# START OF Article
The term diatomite is applied both geologically and commercially to the nearly pure sedimentary accumulation of diatom frustules—the microscopic skeletons of unicellular aquatic algae belonging to the class of golden brown algae, Bacillariophyceae. The sediments are fine-grained, highly siliceous, and consist primarily of amorphous opaline silica with only minor amounts of organic residue, secondary minerals, and co-deposited nondiatomaceous or crystalline clastic debris. Synonyms in current usage include diatomaceous earth and kieselghur. More antiquated and obsolete terminology includes tripoli powder, tripolite, and infusorial earth.

Rock Classification: sedimentary

Sources:

Throughout most of the world, the lower cost of and higher recovery from open-pit quarrying relative to underground mining encourages operators to use surface mining methods. Where the diatomite sequence is thick, benches from 1.5 to 15 m in height are developed. Benching not only facilitates the removal of ore and waste but also permits immediate access to many ore layers and provides the opportunity to blend layers with differing characteristics. Notable exceptions are underground mines in Europe, South America, and Asia, and the dredging operation at Lake Myvatn, Iceland.

Prior to mining, the ore strata are carefully identified in the quarry faces through sampling and evaluation programs that determine and confirm the suitability of each individual stratum. The ore-grade strata can then be rated by quality and carefully segregated from the lower quality waste units using mechanized equipment. Because diatomite is a soft, easily broken sediment, ores are typically dozer ripped or broken from the face by power shovel. Blasting of the ores is neither needed nor possible because of the inherent softness of commercial quality diatomite, its porosity, and its absorptive nature. The broken material is loaded by front-end loader or belt loader into haul trucks for transport to either the crude storage area or the waste piles.
# END OF Article
# START OF Data
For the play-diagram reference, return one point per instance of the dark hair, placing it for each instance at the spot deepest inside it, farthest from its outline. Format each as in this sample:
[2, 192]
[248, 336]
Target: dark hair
# END OF Data
## What to work on:
Write out the part of the diatomite text that starts at the words "The term diatomite" and stops after "and infusorial earth.", word for word. The listing was taken from a separate source, not from the diatomite text.

## Answer for this exercise:
The term diatomite is applied both geologically and commercially to the nearly pure sedimentary accumulation of diatom frustules—the microscopic skeletons of unicellular aquatic algae belonging to the class of golden brown algae, Bacillariophyceae. The sediments are fine-grained, highly siliceous, and consist primarily of amorphous opaline silica with only minor amounts of organic residue, secondary minerals, and co-deposited nondiatomaceous or crystalline clastic debris. Synonyms in current usage include diatomaceous earth and kieselghur. More antiquated and obsolete terminology includes tripoli powder, tripolite, and infusorial earth.